A Story of Science, Rivalry, and the Scourge That Won’t Go Away

by Edward Marriott

Pub Date: March 1st, 2003
ISBN: 0-8050-6680-2
Publisher: Henry Holt

Two scientists’ race to discover the cause of bubonic plague, in an account woven together with the story of the lethal disease’s reappearance in India in the late 20th century and a warning about its continuing presence.

British journalist Marriott (The Lost Tribe, 1997, etc.) writes that when the plague struck Hong Kong in 1894, the British governor’s plea for help in unraveling the mystery of this killer was answered by two scientists: Professor Shibasaburo Kitasato, Japanese discoverer of the tetanus bacillus, and Dr. Alexandre Yersin, a French pioneer in diphtheria research. Kitasato, who arrived with ample equipment and aides, was warmly welcomed by James Lowson, head of the Government Civil Hospital. Yersin came alone and was treated shabbily; Lowson thwarted his efforts to obtain cadavers for study. Marriott’s sympathies are clearly with the underdog, and Yersin’s struggle and achievements occupy center stage here. The bacillus was identified, but only later were fleas on rats associated with the disease. The 1894 Hong Kong outbreak spread across the globe, reaching San Francisco in 1899. In both cities, the white citizenry viewed plague as an Oriental disease and took harsh measures against its victims. An interspersed second narrative focuses on a 1994 outbreak of plague in Surat, India, whose doctors were among the first to flee. This episode is seen largely through the eyes of a Surat newspaperman, and Marriott again shows how rumor and misinformation breed terror, which breeds violence and collapse of order. The take-home message is that plague has never been defeated and constant vigilance is needed, especially since an antibiotic-resistant strain of the bacillus has emerged and it has spread from rats to other species of animals and their fleas. “Plague squats on our doorstep,” he warns, pointing out that 20th-century New York City had two close calls and the metropolis still has an enormous rat population.

An overshadowed scientific reputation revived—and a chilling reminder that the Black Death remains a threat in the 21st century.

━━━━━━━━━━━━━━━━━━━━

ASSIGNED TASK 1:
According to the book review, which city had the 1894 Hong Kong plague outbreak reached by 1899?
ASSIGNED TASK 2:
Return the book review's wording from "by Edward Marriott" up to and including "its continuing presence.", word for word.

Records excerpted from a collection
━━━━━━━━━━━━━━━━━━━━

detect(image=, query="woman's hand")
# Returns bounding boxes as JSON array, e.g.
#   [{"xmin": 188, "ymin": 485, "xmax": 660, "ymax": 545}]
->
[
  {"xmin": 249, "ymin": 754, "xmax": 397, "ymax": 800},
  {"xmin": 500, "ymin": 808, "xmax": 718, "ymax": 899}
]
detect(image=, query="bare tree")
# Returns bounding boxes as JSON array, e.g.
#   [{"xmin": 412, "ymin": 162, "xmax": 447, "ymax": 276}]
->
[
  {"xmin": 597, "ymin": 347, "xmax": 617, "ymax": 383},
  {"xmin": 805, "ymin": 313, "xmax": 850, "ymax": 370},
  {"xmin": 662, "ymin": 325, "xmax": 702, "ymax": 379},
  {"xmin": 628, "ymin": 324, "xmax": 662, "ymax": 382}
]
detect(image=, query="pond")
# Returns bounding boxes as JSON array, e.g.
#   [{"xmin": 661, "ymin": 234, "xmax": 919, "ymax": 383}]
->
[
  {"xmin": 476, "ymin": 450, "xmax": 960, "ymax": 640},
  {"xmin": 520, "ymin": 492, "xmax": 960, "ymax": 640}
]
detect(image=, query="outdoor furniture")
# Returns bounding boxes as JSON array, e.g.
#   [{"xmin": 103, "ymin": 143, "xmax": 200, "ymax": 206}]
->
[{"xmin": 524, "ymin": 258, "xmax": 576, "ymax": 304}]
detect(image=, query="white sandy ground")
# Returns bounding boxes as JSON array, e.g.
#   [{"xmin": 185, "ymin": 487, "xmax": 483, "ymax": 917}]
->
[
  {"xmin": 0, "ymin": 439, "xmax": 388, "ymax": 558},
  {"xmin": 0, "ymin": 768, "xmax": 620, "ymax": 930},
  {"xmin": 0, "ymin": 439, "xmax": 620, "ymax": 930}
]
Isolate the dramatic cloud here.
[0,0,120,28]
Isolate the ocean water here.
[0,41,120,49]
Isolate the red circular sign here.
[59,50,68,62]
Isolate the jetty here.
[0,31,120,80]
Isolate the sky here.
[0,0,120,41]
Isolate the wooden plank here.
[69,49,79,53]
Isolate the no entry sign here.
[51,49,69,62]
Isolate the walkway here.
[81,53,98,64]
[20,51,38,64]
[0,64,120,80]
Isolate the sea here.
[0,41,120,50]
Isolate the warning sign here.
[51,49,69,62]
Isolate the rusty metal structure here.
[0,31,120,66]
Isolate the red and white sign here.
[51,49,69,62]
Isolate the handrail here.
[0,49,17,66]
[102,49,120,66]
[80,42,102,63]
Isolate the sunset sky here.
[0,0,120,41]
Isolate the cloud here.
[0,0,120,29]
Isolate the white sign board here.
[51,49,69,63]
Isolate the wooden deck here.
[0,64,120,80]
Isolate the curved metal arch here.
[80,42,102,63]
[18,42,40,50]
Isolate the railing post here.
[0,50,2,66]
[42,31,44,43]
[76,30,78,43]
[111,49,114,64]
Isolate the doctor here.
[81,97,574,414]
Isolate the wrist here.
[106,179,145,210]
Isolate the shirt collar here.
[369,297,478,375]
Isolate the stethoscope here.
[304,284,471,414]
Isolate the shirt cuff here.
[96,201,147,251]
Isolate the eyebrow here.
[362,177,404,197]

━━━━━━━━━━━━━━━━━━━━

RESULT 1:
San Francisco

RESULT 2:
by Edward Marriott

Pub Date: March 1st, 2003
ISBN: 0-8050-6680-2
Publisher: Henry Holt

Two scientists’ race to discover the cause of bubonic plague, in an account woven together with the story of the lethal disease’s reappearance in India in the late 20th century and a warning about its continuing presence.